▶ [WHAT IS EXPECTED]: Following the article on the nicotine vaccine, list in order each place in the body that nicotine passes through after someone smokes.

When associate professor of molecular and cell biology Peter Burkhard first heard the idea of a nicotine vaccine eight years ago, he thought it was funny – how could a vaccine affect something that’s not technically a disease?
But the more he thought about the impact such a vaccine could have, the more it drew his attention.
“If you look at the consequences of cigarettes, it’s mind-boggling,” says the Swiss scientist. “Seven million people are killed by the causes of nicotine addiction every year. That’s like wiping out Switzerland, every year.”
Burkhard has just received a five-year, $2.5 million Avant-Garde Medications Development Award from the National Institutes Drug Abuse, a part of the National Institutes of Health, to develop and test a new vaccine for nicotine.
The vaccine, which borrows from the principles of how viruses stimulate the immune system, could eliminate addiction in people dependent on cigarettes and other tobacco products.
When you smoke, nicotine travels from your lungs to your blood, and finally to your brain, where it acts as a stimulant and produces a good feeling, or a “kick,” as Burkhard says. This is what makes it so addictive.
But if the immune system could be trained to recognize and bind nicotine molecules in the blood, before they reach the brain, then the addiction loop would be short-circuited, and people could more easily quite smoking, explains Burkhard.

▶ [SOURCE INFORMATION]:
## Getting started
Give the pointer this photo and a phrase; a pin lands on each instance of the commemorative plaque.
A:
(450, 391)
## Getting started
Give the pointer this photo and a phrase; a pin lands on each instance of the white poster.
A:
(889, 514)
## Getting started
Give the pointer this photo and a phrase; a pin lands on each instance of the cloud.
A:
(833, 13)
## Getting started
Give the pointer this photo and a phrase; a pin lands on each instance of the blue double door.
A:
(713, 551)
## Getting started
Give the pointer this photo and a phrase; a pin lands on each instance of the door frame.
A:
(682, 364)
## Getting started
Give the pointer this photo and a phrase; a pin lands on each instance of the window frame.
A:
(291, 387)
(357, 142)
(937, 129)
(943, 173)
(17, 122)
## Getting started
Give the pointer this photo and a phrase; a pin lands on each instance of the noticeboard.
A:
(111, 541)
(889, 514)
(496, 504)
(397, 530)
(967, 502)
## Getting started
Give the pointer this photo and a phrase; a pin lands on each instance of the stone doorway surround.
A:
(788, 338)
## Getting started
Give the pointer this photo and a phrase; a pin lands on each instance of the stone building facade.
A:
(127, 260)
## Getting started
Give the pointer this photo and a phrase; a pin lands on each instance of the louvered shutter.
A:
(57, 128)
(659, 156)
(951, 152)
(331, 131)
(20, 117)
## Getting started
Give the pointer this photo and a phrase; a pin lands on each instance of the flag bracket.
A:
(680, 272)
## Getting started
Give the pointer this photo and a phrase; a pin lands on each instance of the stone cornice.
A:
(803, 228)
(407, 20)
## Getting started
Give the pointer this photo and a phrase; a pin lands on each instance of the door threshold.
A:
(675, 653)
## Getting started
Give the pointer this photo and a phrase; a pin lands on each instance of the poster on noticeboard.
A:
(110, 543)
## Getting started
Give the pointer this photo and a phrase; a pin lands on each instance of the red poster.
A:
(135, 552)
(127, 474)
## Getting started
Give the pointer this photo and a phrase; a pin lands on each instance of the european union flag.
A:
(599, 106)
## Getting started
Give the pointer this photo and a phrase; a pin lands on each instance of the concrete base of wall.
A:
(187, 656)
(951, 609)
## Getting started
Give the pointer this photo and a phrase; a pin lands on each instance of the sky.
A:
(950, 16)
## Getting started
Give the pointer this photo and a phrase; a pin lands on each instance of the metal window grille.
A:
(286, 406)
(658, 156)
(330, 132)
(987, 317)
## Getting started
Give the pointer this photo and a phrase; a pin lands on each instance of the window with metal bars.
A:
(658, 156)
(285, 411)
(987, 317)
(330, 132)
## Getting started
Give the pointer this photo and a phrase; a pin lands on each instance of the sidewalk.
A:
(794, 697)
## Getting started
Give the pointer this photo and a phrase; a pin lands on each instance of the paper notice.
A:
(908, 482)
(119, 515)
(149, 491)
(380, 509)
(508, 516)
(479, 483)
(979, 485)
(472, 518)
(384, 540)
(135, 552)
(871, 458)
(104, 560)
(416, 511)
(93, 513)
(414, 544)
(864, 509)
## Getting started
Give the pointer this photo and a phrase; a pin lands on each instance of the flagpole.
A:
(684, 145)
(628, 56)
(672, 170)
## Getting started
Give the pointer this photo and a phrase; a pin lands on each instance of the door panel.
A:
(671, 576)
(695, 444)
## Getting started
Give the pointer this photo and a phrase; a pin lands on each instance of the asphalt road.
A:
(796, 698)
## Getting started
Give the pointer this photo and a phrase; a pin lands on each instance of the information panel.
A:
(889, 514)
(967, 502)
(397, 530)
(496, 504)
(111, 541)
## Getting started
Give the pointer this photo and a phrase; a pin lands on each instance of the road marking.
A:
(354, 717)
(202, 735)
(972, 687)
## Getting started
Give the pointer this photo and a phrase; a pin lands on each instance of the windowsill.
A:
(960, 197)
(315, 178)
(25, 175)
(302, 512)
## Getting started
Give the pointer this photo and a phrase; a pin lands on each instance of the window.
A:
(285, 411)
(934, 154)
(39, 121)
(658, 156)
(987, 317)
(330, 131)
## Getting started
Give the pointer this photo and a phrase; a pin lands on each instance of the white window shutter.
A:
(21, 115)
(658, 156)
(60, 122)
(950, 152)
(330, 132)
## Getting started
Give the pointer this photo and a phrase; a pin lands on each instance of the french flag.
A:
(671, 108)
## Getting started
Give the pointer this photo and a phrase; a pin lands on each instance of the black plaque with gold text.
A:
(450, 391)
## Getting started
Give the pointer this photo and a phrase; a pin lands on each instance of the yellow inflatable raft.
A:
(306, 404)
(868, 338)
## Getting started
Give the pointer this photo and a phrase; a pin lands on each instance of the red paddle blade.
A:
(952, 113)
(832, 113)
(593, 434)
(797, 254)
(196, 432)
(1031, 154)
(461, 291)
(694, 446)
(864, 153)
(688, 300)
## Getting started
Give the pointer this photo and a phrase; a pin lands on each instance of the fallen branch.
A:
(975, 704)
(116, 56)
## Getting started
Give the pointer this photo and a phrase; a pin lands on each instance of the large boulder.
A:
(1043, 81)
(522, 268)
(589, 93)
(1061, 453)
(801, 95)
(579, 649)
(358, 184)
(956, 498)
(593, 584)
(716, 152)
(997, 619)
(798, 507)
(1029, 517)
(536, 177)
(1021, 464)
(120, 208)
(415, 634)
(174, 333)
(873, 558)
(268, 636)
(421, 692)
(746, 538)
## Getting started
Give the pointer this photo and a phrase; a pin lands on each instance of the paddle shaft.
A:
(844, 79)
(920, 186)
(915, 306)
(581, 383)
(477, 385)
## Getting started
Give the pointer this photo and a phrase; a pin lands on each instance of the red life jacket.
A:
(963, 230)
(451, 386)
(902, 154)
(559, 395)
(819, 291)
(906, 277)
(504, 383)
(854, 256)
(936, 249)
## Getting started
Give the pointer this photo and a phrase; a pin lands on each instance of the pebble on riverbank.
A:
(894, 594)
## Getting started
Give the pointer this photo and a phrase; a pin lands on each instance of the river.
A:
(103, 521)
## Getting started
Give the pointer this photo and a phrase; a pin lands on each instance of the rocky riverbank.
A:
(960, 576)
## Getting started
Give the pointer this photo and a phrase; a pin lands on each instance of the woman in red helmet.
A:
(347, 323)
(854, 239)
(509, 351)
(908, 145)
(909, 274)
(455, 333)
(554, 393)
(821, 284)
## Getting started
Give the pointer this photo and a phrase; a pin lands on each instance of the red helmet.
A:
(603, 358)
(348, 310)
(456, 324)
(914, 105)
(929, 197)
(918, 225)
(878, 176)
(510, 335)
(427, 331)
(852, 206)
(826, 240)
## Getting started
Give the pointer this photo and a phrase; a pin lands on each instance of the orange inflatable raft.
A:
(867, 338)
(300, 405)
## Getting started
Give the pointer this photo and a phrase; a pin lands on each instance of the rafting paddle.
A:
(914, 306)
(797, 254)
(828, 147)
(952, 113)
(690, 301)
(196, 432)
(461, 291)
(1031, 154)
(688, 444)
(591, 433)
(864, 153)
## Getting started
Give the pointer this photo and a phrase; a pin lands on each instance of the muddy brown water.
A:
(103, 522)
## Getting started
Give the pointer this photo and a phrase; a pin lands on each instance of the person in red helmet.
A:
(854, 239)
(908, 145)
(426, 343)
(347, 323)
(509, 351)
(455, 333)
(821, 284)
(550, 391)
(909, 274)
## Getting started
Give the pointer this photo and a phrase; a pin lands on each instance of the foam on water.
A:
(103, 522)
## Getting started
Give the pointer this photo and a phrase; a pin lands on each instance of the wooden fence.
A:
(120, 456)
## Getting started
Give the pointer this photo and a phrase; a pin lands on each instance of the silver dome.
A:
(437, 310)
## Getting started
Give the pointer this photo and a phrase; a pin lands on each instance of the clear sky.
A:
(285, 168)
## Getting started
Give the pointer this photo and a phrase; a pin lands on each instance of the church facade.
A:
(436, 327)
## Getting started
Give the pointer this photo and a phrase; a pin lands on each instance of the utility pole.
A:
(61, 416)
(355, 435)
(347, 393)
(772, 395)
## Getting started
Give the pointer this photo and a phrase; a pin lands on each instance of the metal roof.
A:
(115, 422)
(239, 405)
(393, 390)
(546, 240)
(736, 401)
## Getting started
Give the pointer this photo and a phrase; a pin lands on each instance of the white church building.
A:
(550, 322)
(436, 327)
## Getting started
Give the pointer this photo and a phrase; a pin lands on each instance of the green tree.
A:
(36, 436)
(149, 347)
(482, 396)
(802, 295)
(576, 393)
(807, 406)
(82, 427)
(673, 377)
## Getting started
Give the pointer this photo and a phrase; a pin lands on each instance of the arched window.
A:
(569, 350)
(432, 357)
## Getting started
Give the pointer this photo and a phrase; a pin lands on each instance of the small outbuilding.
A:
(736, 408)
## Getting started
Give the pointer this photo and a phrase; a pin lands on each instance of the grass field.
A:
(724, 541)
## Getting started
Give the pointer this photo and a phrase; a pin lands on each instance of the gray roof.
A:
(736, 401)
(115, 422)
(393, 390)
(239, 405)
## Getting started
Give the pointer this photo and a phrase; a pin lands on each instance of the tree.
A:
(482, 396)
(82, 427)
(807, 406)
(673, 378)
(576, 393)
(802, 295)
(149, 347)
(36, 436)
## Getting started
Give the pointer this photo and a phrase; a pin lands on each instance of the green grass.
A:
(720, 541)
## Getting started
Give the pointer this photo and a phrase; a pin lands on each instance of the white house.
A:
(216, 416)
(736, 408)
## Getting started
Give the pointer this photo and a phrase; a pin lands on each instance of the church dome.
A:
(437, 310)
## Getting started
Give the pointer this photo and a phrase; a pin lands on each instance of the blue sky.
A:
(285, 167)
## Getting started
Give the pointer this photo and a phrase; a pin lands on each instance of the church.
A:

▶ [TASK RESULT]: Lungs, blood, brain